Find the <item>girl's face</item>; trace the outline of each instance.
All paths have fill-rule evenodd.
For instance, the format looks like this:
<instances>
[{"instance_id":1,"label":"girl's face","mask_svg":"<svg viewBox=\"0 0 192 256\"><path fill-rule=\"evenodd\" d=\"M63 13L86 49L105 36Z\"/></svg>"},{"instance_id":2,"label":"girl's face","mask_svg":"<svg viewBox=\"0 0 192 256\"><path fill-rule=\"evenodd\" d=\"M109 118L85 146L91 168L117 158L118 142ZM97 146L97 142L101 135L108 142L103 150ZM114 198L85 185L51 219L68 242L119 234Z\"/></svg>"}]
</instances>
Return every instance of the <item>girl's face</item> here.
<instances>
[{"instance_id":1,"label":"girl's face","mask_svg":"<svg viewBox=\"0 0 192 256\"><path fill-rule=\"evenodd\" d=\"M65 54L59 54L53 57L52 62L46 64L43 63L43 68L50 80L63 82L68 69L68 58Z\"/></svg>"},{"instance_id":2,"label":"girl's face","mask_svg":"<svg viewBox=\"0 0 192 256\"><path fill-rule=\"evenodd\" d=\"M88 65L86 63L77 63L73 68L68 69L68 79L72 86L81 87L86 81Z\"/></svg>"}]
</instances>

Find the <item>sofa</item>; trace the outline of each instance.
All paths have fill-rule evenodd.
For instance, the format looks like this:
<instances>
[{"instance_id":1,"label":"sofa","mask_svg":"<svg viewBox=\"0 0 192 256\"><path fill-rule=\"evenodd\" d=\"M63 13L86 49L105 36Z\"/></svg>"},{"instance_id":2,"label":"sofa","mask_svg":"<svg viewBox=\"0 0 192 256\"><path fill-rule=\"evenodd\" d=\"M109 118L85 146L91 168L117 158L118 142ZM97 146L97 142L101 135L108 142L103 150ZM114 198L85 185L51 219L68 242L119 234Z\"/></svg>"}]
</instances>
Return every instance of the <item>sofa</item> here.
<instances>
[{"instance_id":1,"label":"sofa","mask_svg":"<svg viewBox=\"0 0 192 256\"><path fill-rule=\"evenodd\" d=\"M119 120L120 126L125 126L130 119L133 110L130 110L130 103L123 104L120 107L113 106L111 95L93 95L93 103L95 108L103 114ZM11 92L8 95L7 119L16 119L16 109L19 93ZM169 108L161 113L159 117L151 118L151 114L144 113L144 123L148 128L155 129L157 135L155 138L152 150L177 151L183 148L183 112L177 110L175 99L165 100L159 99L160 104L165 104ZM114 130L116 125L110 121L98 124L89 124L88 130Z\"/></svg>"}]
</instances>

* _DESCRIPTION OF THE TASK_:
Pick out every line in the rows above that contains the string "Return", and copy each one in full.

* _COMPLETE ANSWER_:
Return every instance of the <item>girl's face</item> here.
Return every instance of the <item>sofa</item> here.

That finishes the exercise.